In the commentary on the national debt, by what percentage did the debt increase under Ronald Reagan?
─── TEXT PASSAGE ───
While we're here, what's the mathematical reality? Throughout yesterday evening, speaker after speaker bashed the Obama record on the debt (they also confusingly conflated it with the deficit -- they're not the same thing). Ohio governor John Kasich and Virginia governor Bob McDonnell both insisted that President Obama "doubled" the debt. First, this is patently untrue. As a percentage of GDP, the debt has only increased by 41.4% during the first several years of the president's first term. Ronald Reagan, on the other hand, presided over a near-doubling of the debt, increasing the debt by 188%. Bush 41 presided over a 55.6% increase, and Bush 43 presided over an 89% increase. At the same time, the year-over-year increase in the debt has dropped from 15% to 4% under President Obama. The president has also cut the deficit from $1.4 trillion in his first year to $900 billion in 2013 (projected by the CBO) -- and $1.2 trillion of the 2009 deficit was inherited from George W. Bush.

Yet the Republicans, in predictable form, are merely and myopically staring at the big scary number and taking it at face value -- devoid of context or appropriate comprehension.

So if these confused, self-contradictory people truly wanted to be responsible for cutting government spending, building their own businesses and financing their own disaster relief, perhaps they should be challenged to do so. I assure you, a guy who wants to open a bait and tackle shop in Mississippi will have a hard time bringing in customers when he becomes responsible for building and maintaining the roads leading to his store, and he'll have a tough time securing his revenue when the FDIC refuses to insure his deposits. And Bobby Jindal will have to roll up his sleeves and start filling sandbags and buying bottled water now if he really wants to build his own state-only response to Isaac. Jindal knows he can't do it on his own, except when he needs to score some points with confused Republican voters.

Naturally, none of this is realistic. States don't have the tax base to unilaterally finance their own affairs, and the federal government is uniquely positioned to spend money when no one else can. It can stimulate economic growth when businesses and consumers can't invest in the economy and it can help Bobby Jindal rebuild after a hurricane. It can rack up a large debt because its credit is solid and, at the end of the day, it can print money. Businesses can't do that. Families can't do that.
─── EXTRACTED DATA ───
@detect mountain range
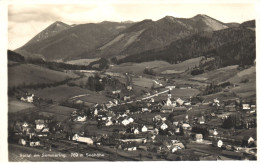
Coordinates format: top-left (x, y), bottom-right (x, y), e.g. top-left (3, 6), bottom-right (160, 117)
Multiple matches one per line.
top-left (15, 14), bottom-right (255, 65)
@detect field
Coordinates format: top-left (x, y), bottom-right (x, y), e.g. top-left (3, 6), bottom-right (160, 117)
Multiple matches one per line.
top-left (108, 57), bottom-right (201, 75)
top-left (229, 66), bottom-right (256, 99)
top-left (77, 92), bottom-right (112, 104)
top-left (155, 57), bottom-right (202, 74)
top-left (8, 99), bottom-right (34, 113)
top-left (190, 65), bottom-right (238, 83)
top-left (44, 105), bottom-right (77, 116)
top-left (29, 85), bottom-right (95, 101)
top-left (8, 64), bottom-right (77, 87)
top-left (66, 58), bottom-right (99, 66)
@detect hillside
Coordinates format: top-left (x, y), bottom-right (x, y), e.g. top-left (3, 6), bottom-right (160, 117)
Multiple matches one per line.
top-left (87, 15), bottom-right (228, 57)
top-left (16, 22), bottom-right (134, 60)
top-left (8, 64), bottom-right (77, 88)
top-left (118, 27), bottom-right (256, 67)
top-left (26, 21), bottom-right (70, 45)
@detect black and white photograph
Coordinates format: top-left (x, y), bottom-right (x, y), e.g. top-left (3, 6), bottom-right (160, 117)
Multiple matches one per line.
top-left (0, 0), bottom-right (259, 162)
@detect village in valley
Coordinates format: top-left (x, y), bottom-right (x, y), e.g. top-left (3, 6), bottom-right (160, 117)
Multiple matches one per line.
───
» SOLUTION FOR THIS EXERCISE:
It increased by 188%.